**Problem to solve:** State how many rows below contain the string "arched". Reply with the number alone.

(Part of a data file)
-- begin --

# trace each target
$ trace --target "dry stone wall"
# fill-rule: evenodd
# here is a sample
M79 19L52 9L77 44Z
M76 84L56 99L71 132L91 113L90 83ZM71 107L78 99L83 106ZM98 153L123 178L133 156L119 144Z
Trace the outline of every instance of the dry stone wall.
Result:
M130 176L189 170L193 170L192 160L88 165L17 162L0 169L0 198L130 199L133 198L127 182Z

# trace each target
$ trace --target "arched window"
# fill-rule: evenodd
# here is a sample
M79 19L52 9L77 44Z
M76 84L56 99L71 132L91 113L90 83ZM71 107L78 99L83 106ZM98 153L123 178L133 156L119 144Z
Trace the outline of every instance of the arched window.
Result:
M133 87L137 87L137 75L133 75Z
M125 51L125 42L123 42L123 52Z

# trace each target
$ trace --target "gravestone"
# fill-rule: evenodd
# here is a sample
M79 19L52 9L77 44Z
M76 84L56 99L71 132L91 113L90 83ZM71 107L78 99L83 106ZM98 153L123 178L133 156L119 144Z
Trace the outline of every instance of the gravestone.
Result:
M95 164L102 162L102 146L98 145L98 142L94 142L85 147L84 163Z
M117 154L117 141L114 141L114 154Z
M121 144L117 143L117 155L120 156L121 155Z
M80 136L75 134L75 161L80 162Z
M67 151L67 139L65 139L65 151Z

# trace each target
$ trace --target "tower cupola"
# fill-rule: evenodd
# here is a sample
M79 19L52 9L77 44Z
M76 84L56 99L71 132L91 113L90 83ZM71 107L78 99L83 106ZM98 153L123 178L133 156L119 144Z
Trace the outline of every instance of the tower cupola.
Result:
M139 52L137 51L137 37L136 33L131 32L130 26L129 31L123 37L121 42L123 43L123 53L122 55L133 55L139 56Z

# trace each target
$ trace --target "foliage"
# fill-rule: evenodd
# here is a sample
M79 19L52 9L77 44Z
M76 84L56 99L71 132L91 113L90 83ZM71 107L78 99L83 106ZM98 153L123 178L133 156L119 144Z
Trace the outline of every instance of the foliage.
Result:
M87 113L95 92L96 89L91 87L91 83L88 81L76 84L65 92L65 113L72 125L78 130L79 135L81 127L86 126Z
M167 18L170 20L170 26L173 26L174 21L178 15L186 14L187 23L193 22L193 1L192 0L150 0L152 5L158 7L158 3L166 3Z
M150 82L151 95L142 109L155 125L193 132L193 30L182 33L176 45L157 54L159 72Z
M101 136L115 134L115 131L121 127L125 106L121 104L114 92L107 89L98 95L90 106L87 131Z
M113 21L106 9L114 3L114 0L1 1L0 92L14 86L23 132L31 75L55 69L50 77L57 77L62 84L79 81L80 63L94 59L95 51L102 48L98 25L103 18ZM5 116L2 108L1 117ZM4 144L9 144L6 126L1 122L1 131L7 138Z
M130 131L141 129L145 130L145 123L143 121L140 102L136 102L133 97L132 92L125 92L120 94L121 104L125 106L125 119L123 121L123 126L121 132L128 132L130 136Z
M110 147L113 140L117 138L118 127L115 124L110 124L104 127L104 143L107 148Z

-- end --
-- begin --

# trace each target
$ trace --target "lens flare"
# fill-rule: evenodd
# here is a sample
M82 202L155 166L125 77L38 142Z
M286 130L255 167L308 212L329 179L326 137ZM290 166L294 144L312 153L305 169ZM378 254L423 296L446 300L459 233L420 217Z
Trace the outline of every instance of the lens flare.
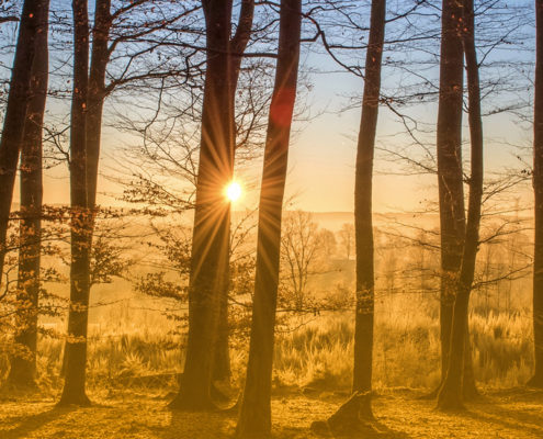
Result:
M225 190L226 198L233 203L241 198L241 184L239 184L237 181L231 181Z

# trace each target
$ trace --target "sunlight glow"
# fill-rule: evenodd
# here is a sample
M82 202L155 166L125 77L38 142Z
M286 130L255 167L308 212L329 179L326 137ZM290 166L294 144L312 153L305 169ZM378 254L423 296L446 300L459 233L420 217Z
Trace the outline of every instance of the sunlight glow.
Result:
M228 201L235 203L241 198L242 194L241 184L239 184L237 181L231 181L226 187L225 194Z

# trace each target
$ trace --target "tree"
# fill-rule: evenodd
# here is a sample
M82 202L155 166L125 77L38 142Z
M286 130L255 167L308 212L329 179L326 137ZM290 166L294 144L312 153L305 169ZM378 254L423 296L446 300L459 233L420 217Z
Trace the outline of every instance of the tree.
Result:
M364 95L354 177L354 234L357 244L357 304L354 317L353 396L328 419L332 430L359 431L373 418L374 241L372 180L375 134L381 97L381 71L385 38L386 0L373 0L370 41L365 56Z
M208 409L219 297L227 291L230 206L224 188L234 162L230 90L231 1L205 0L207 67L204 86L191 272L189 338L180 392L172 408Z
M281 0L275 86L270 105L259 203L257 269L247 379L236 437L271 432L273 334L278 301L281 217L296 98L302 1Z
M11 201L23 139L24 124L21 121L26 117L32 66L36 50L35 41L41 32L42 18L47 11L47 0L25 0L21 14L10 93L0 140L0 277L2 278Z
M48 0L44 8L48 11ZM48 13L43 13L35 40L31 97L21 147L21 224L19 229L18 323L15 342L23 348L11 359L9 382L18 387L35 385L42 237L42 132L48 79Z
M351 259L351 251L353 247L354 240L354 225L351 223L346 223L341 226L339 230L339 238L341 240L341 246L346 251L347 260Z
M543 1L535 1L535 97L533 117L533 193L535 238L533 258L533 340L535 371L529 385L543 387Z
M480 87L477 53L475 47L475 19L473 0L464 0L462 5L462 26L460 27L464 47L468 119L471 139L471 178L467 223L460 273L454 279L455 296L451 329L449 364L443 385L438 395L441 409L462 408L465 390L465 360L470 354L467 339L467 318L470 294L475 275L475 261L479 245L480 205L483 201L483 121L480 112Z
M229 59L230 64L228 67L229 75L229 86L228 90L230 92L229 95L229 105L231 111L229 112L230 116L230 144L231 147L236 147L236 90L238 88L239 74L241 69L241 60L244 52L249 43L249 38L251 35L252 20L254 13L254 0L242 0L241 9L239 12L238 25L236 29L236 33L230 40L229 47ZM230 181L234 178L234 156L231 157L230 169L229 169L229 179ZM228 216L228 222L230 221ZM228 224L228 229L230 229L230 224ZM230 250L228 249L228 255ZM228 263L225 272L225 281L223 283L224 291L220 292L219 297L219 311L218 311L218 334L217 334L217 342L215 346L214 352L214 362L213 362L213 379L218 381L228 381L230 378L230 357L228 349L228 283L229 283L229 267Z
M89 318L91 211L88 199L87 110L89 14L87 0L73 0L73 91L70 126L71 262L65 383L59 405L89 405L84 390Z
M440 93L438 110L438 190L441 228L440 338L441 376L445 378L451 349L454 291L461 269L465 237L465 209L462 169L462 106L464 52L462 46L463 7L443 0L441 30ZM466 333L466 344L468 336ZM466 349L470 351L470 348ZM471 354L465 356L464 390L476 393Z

-- end --

**The result:** 2